Print exactly the lines from the line with "TARGET = concrete sidewalk" to the last line of the data, please, both included.
******************************
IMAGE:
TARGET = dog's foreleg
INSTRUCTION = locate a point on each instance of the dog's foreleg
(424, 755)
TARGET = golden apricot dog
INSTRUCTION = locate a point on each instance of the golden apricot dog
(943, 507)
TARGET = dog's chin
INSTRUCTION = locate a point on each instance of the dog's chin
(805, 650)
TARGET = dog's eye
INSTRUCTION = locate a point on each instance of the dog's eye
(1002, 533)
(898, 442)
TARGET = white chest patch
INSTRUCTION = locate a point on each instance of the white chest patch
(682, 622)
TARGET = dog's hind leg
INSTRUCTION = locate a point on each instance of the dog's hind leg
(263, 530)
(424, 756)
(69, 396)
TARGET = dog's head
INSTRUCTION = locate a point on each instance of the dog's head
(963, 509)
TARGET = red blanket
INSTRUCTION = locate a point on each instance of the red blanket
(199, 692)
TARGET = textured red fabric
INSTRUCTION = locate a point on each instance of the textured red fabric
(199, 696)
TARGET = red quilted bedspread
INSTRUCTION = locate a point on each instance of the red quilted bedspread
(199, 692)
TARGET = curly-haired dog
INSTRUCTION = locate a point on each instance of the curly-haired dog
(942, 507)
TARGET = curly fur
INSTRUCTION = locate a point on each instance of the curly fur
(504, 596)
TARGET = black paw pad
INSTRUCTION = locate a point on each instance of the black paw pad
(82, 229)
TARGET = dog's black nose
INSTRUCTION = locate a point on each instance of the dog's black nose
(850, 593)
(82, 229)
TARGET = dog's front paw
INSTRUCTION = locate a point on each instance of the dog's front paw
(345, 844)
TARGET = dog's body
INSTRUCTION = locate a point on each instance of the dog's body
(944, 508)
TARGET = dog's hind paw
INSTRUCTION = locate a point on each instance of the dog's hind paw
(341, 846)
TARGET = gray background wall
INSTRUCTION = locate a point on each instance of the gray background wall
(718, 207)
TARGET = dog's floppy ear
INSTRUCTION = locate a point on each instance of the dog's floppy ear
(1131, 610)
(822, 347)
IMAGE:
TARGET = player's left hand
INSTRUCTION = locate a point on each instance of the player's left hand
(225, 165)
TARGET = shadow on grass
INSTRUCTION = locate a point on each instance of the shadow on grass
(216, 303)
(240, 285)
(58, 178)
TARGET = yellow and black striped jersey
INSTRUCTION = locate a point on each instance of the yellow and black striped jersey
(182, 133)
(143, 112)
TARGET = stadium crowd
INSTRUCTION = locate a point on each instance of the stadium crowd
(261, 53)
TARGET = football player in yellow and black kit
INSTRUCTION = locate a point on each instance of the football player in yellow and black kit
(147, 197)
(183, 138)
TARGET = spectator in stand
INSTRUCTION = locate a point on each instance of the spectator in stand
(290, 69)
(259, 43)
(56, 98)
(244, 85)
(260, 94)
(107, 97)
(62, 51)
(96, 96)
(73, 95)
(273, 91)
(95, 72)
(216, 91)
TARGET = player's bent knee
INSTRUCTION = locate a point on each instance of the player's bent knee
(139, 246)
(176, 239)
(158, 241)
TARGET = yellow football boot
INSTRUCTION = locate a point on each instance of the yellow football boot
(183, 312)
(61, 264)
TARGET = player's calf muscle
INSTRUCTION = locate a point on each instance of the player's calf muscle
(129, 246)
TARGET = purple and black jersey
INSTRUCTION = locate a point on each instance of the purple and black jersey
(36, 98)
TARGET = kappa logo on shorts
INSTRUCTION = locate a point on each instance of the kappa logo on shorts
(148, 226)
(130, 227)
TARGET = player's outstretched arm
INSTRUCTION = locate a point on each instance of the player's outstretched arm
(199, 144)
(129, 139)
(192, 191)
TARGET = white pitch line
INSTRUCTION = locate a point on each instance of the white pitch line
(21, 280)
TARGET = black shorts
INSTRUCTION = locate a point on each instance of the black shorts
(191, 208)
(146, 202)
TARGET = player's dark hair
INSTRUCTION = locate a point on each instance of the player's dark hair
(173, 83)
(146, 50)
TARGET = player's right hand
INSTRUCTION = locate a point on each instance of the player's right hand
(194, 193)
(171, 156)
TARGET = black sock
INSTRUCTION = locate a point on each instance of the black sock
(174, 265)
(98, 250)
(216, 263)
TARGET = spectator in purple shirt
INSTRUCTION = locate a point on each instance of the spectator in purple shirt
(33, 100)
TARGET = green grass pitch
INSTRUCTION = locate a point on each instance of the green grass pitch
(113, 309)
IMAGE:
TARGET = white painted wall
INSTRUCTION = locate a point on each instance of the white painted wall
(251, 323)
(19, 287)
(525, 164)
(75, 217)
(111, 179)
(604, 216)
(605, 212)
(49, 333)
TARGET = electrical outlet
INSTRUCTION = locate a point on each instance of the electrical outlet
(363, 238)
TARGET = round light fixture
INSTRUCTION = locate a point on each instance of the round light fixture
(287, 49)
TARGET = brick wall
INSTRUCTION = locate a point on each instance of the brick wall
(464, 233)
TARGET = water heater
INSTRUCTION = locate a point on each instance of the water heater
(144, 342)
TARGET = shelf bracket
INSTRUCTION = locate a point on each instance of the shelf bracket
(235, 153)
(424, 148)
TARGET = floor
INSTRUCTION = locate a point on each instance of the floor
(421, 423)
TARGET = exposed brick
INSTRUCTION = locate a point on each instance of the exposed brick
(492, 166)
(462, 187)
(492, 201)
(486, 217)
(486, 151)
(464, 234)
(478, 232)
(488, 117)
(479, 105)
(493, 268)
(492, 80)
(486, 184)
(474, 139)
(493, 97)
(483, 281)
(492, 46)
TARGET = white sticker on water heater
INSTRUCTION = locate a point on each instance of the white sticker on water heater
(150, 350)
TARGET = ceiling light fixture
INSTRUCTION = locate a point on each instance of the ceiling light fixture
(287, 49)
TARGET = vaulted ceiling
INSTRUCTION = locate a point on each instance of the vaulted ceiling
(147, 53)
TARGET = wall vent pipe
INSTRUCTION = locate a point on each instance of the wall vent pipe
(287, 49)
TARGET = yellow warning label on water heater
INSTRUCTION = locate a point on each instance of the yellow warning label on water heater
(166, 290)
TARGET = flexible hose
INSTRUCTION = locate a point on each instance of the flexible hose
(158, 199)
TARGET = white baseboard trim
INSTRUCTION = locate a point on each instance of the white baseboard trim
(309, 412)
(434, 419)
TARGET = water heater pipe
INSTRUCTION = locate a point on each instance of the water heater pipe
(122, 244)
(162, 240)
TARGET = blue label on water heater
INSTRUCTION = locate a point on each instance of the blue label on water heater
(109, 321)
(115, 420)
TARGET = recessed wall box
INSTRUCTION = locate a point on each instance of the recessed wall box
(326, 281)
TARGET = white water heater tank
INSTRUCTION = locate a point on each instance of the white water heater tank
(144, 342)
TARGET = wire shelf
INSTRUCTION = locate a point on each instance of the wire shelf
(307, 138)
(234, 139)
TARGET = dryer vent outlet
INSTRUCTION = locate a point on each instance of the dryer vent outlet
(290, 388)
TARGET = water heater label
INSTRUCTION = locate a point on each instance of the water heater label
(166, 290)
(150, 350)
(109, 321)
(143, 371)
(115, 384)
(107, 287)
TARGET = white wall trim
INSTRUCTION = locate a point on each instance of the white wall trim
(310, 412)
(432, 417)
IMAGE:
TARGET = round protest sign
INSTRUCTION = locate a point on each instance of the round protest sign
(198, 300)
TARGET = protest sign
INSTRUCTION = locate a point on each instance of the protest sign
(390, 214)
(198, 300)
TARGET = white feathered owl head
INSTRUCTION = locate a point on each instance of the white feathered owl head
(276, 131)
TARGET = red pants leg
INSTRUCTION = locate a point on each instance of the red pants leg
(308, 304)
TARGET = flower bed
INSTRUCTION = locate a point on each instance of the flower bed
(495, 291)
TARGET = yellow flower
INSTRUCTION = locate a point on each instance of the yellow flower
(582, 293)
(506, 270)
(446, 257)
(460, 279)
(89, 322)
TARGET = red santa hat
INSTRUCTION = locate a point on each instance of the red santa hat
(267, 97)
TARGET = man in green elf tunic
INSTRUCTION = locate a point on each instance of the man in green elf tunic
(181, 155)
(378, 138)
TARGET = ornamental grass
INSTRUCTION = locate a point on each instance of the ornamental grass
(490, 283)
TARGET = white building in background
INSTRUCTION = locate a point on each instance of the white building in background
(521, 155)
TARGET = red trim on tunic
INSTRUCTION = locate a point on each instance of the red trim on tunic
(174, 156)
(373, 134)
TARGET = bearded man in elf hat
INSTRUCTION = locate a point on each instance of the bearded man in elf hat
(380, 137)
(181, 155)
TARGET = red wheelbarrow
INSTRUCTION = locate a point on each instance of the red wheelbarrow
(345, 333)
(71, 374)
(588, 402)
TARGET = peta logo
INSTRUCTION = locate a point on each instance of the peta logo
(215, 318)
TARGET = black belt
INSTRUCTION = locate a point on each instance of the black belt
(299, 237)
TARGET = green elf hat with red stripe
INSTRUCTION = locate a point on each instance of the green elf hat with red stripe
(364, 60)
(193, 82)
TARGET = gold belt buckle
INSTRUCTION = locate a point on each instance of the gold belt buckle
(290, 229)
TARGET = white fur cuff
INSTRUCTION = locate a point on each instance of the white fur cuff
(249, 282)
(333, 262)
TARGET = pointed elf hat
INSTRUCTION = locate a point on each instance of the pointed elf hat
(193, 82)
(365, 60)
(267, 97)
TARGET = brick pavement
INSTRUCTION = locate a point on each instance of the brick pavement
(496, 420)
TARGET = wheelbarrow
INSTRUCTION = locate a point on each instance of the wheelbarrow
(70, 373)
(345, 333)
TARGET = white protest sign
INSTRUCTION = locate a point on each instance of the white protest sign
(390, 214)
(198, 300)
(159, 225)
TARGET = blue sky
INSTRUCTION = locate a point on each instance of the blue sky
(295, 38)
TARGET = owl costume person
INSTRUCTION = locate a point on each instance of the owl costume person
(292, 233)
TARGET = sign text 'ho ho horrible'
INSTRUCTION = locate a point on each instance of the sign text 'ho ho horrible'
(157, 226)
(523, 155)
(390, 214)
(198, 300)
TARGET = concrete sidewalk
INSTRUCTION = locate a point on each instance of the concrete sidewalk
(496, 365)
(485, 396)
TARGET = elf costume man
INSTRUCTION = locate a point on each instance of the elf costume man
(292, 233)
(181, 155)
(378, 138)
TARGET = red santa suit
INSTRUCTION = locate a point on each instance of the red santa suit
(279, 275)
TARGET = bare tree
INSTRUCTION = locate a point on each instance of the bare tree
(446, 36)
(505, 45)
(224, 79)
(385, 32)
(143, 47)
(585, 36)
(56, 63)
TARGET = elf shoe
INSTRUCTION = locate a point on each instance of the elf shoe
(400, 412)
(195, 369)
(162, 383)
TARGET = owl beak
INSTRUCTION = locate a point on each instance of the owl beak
******************************
## The completed task
TARGET = concrete sidewalk
INSTRUCTION = locate a point on each instance of the concrete sidewalk
(496, 365)
(485, 396)
TARGET = elf costume man
INSTRUCTION = locate a point on each instance of the elf costume man
(292, 233)
(181, 155)
(378, 138)
TARGET = red santa suit
INSTRUCTION = locate a point on each instance of the red santa suit
(279, 275)
TARGET = bare tree
INSTRUCTION = locate a point on each instance of the bare tree
(446, 36)
(505, 45)
(224, 79)
(385, 32)
(143, 47)
(585, 36)
(56, 63)
TARGET = elf shoe
INSTRUCTION = locate a point on each instance of the elf shoe
(400, 412)
(195, 369)
(162, 383)
TARGET = owl beak
INSTRUCTION = locate a point on each instance of the owl beak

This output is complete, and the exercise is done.